▶ [WHAT THE EXERCISE ASKS] Search the data for "river". Each line containing it is to be copied.

Natural language region descriptions
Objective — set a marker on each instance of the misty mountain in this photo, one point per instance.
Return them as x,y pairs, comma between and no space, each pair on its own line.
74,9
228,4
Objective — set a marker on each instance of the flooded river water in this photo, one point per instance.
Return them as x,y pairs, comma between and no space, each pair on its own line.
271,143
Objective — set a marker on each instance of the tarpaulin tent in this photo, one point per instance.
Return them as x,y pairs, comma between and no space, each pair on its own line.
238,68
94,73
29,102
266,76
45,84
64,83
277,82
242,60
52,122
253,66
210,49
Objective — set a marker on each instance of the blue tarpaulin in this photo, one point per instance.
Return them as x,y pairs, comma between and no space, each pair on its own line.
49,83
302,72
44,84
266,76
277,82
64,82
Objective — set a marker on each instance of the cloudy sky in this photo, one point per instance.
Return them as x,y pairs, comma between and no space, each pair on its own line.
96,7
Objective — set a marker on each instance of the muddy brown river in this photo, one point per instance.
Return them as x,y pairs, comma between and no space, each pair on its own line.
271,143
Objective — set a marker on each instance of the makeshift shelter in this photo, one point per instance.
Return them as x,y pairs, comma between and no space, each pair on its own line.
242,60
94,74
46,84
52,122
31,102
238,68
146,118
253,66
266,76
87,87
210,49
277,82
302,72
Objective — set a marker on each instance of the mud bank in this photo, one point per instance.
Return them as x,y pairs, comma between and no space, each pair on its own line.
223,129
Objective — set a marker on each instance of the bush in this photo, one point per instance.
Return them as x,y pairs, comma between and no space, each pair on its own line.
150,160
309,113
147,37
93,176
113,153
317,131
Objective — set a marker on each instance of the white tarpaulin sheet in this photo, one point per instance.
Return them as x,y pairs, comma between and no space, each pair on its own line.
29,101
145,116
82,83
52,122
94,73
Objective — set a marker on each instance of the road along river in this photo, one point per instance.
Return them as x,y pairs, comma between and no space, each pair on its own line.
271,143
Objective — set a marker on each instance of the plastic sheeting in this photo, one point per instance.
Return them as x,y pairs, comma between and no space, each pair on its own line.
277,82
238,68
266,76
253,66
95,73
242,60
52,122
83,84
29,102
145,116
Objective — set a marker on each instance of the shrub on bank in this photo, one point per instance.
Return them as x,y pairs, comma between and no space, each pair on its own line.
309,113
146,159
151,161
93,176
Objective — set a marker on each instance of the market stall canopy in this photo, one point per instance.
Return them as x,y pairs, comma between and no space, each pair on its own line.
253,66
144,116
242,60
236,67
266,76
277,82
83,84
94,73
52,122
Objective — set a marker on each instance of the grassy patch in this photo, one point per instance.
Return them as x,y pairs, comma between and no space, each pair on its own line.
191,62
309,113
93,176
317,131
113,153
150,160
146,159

▶ [ANSWER BELOW]
Objective — set a marker on each instance of the flooded river water in this photo, one point per instance.
Objective — set a marker on each instance of the muddy brown river in this photo, one point per instance.
Objective — set a marker on each instance of the road along river in this photo, one point per instance.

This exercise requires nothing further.